[Collected data entries]
□ □ □ □ □ □ □
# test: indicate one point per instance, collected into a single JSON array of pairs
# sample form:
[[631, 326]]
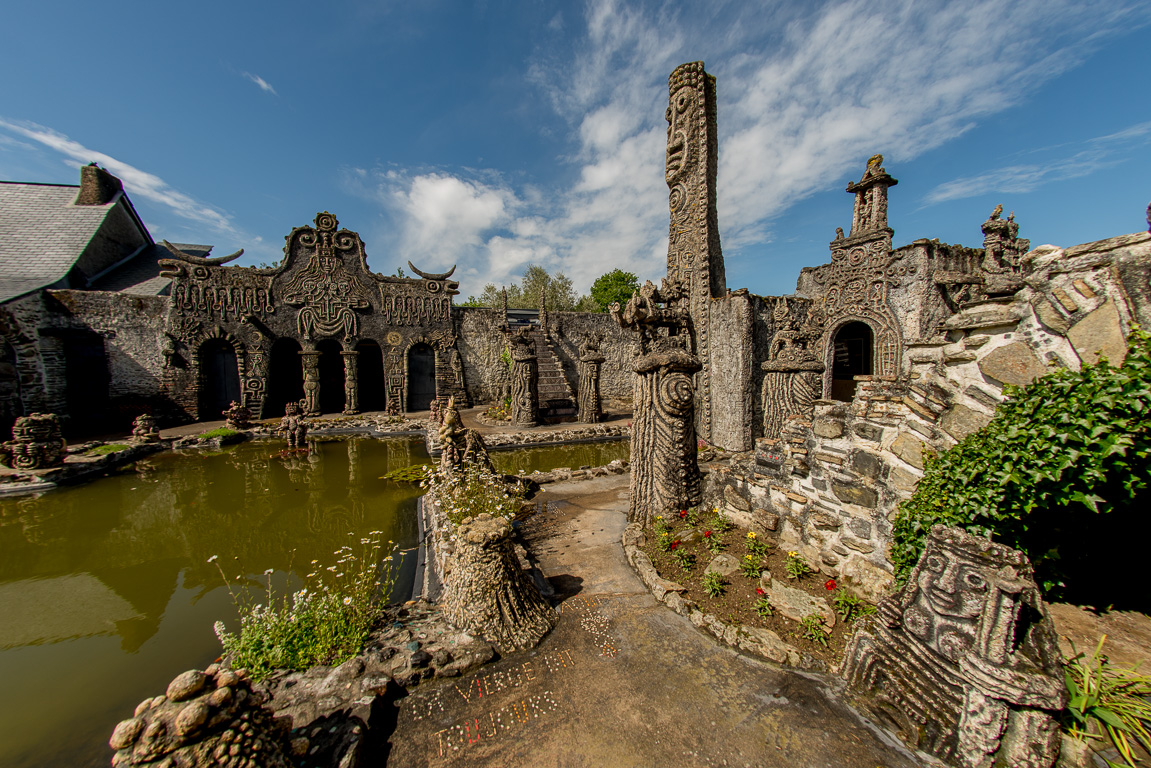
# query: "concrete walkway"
[[624, 682]]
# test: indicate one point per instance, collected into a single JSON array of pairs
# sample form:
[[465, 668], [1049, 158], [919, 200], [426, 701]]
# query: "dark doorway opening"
[[86, 380], [373, 387], [420, 378], [286, 378], [332, 377], [219, 379], [852, 357]]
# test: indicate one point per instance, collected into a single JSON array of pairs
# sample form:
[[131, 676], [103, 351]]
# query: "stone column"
[[665, 473], [351, 382], [487, 593], [589, 405], [525, 386], [311, 363]]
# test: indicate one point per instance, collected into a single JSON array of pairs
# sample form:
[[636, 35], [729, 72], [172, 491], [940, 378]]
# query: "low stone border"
[[755, 640]]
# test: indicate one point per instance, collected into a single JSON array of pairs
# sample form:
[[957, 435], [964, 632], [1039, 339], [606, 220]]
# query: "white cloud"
[[138, 183], [263, 83], [806, 94]]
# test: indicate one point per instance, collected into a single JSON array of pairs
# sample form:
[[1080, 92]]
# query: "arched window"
[[852, 356]]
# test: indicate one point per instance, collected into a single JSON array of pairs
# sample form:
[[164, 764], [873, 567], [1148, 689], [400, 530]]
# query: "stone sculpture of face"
[[951, 595]]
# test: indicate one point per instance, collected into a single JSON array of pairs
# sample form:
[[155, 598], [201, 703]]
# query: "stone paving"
[[622, 681]]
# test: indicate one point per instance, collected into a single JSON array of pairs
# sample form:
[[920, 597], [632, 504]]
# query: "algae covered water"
[[106, 592]]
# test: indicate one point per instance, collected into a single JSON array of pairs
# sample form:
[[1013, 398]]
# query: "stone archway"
[[420, 377], [852, 355], [286, 378], [219, 378]]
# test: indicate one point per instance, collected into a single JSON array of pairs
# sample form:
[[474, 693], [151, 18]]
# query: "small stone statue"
[[144, 430], [488, 593], [294, 426], [36, 443], [205, 719], [237, 417]]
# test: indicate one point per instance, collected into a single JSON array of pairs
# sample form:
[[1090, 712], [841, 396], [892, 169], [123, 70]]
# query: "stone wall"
[[829, 486]]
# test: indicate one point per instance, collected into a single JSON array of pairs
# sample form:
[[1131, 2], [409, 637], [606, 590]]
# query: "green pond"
[[106, 591]]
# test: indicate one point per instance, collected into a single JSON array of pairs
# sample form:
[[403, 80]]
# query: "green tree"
[[616, 286], [557, 290]]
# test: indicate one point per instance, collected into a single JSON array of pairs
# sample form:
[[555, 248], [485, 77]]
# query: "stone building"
[[100, 322]]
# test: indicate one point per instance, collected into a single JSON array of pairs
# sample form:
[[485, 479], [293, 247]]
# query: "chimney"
[[97, 185]]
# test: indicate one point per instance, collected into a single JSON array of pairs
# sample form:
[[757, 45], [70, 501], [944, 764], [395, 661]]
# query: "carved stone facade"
[[386, 331], [588, 392], [985, 686], [36, 443], [525, 380]]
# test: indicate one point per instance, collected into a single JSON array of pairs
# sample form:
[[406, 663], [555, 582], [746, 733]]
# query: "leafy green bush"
[[325, 623], [1049, 474]]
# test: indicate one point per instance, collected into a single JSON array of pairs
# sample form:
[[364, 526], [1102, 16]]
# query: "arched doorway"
[[219, 378], [852, 356], [420, 377], [286, 378], [332, 377], [373, 386]]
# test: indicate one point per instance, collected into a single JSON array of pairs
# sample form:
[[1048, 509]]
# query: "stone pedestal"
[[36, 443], [351, 382], [311, 365], [525, 387], [588, 395], [963, 662], [665, 473], [487, 593]]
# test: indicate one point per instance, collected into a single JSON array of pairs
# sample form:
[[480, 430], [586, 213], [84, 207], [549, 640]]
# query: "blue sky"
[[494, 134]]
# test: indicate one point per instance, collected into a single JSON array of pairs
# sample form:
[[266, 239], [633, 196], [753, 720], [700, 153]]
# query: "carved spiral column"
[[789, 388], [351, 382], [589, 404], [311, 364], [525, 387], [665, 473]]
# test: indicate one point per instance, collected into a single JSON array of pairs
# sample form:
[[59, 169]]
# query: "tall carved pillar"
[[588, 395], [665, 473], [351, 382], [525, 382], [310, 359]]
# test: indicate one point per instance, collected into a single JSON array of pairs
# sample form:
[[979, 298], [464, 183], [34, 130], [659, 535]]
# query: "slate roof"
[[142, 274], [42, 234]]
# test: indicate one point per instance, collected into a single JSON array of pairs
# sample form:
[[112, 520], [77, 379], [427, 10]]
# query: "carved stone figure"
[[591, 359], [311, 364], [963, 661], [694, 258], [487, 593], [459, 445], [326, 290], [237, 417], [525, 380], [36, 443], [792, 382], [144, 430], [295, 426], [210, 719], [665, 472], [351, 382]]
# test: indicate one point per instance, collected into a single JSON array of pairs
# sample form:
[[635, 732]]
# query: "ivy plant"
[[1060, 456]]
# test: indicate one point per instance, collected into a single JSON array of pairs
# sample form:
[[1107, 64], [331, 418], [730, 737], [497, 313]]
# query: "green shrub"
[[1059, 458], [325, 623]]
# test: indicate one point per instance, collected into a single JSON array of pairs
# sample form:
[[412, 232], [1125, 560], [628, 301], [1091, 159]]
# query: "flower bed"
[[753, 586]]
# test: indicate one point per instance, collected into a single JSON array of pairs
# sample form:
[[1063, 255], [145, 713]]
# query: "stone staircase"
[[557, 402]]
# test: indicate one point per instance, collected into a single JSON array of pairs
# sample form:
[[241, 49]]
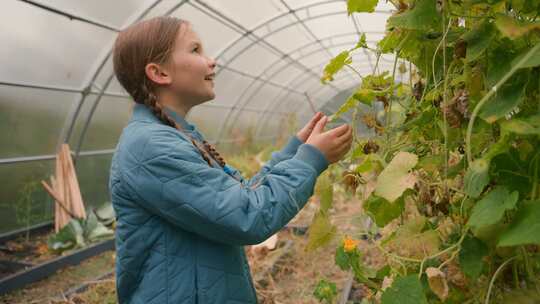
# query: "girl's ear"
[[157, 74]]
□ □ □ □ □ □ □
Without copying the pictures, transcribe the entries exactly.

[FINISHED TASK]
# test: indicate one point per instance, collected into a single JSON array of pairs
# sample form:
[[631, 326]]
# query: "concrete walkway"
[[624, 682]]
# test: indicate one point per instance, collected into a single JSON array of pairs
# sample form:
[[465, 668], [1049, 158], [919, 200], [426, 701]]
# query: "dark doorway opening"
[[86, 380], [373, 387], [420, 378], [286, 378], [332, 377], [219, 379], [852, 357]]
# test: indicate one point per instance, collected into a single JSON array of pairs
# sample form:
[[131, 676], [103, 351]]
# query: "stone column"
[[665, 473], [351, 382], [487, 593], [589, 405], [525, 386], [311, 363]]
# test: indicate one point per instance, collected into a single JSON array of pairs
# sample form:
[[636, 35], [729, 72], [172, 491], [940, 378]]
# query: "low stone border"
[[755, 640]]
# test: indicate one point per instance, collected into a single JSON array of pairs
# sample form:
[[957, 435], [964, 632], [1039, 339], [606, 220]]
# query: "white cloud"
[[138, 183], [263, 83], [806, 94]]
# test: indicate one point per instance, collected into a single JSON array of pairs
# sample form:
[[1080, 92]]
# query: "arched window"
[[852, 356]]
# test: indicate one point per instance, collected into a single JSON array of pairs
# sample form:
[[164, 764], [873, 567], [1148, 689], [400, 530]]
# query: "stone sculpture of face"
[[951, 595]]
# test: indicate one point per instance, collected into a single JSON array of pairs
# sample form:
[[155, 598], [201, 703]]
# query: "stone paving"
[[622, 681]]
# test: indicate one point per instance, collected into a single JSON array of pairs
# sample form:
[[920, 597], [632, 504]]
# query: "algae covered water"
[[106, 592]]
# test: indicate one point per instance, collected into a single JSON array of pairs
# sample form:
[[1013, 398]]
# query: "stone archway"
[[420, 377], [852, 355], [286, 378], [219, 378]]
# test: indicate one point per instance, collected into a single JSON array of pairs
# sample form:
[[474, 693], [151, 18]]
# query: "small stone statue"
[[144, 430], [488, 593], [294, 426], [36, 443], [205, 719], [237, 417]]
# test: indicate one point per instance, collected into a single JSON array of pairs
# sample form:
[[1090, 712], [841, 396], [892, 169], [123, 70]]
# query: "stone wall"
[[829, 486]]
# test: indicate one point per instance, collected into a single JSON array of pairs
# sample form:
[[1131, 2], [409, 637], [606, 590]]
# query: "green pond"
[[106, 591]]
# test: indicate one point per instance, collected into a single JSON array of pairs
# sample form:
[[403, 80]]
# query: "green tree"
[[616, 286], [557, 290]]
# test: indicate one point per instance, collected into a single JSON array of pairs
# sample form:
[[555, 248], [485, 77]]
# query: "stone building"
[[100, 322]]
# test: indicate one point per instance, collected into a single JSON array of pairs
# sample form:
[[485, 479], [293, 247]]
# query: "chimney"
[[97, 185]]
# test: indicate one point per instance, collected into a single JSON array of pairs
# sample form:
[[757, 45], [70, 501], [944, 764], [395, 661]]
# query: "carved stone facade"
[[386, 331], [588, 392], [985, 686], [36, 443], [525, 380]]
# test: indicate one point per instance, collected into a single JSON array of pairs
# sample form:
[[406, 663], [555, 582], [746, 733]]
# query: "leafy green bush"
[[325, 623], [1049, 474]]
# test: indicate one point per instance, collected into a single JSON array of pairs
# sample form:
[[364, 526], [1102, 16]]
# query: "arched doorway"
[[219, 378], [852, 356], [420, 377], [286, 378], [332, 377], [373, 386]]
# test: indicate one point per instance, collected into a single JSON array of pairs
# sample form:
[[1048, 509]]
# query: "stone pedestal"
[[36, 443], [351, 382], [311, 365], [525, 387], [588, 395], [963, 662], [665, 473], [487, 593]]
# test: indicate one point per instance, collected into a single JSON array of pairs
# sample form:
[[480, 430], [586, 213], [84, 207], [549, 640]]
# query: "blue sky"
[[494, 134]]
# test: indicate one point per instance, collected into a single JSON array of pairs
# sample form:
[[266, 239], [633, 196], [753, 720], [700, 153]]
# query: "carved spiral column"
[[789, 388], [351, 382], [589, 404], [311, 364], [525, 387], [665, 473]]
# test: indicate one point per instance, collected into a single JSON array of pairs
# sample form:
[[59, 169]]
# query: "tall carved pillar"
[[588, 395], [665, 473], [351, 382], [525, 382], [310, 359]]
# test: indicate one point per instance, collected into a single JSON array of pairs
# sample form:
[[979, 298], [464, 183], [34, 130], [659, 535]]
# query: "slate roof"
[[142, 274], [42, 234]]
# test: indicate one point per instance, collected into a single JSON array of pairs
# sample form:
[[112, 520], [77, 379], [427, 10]]
# query: "carved stone figure"
[[591, 359], [311, 364], [963, 661], [694, 258], [487, 593], [459, 445], [326, 290], [237, 417], [525, 380], [36, 443], [792, 382], [144, 430], [295, 426], [210, 719], [665, 472], [351, 382]]
# test: indicate one point per instance, collected into a single JSON array of pairs
# sample form:
[[635, 732]]
# query: "ivy plant"
[[1060, 456]]
# test: indicate one point per instance, collected into a single JSON array of pairs
# sample form:
[[1107, 64], [331, 418], [730, 737], [497, 313]]
# query: "green shrub"
[[1059, 458], [325, 623]]
# test: indicate one point per instance, collected into a single JSON array of pairs
# sample form:
[[412, 232], [1125, 560], [628, 301], [1091, 159]]
# query: "flower bed"
[[753, 586]]
# test: indicate one point per instance, collected into a single JSON array of pairs
# sample form:
[[1063, 255], [145, 713]]
# query: "stone staircase"
[[557, 402]]
# test: indicate one point per instance, collected into a single JSON array of pairs
# sample form:
[[241, 49]]
# query: "girl's ear"
[[157, 74]]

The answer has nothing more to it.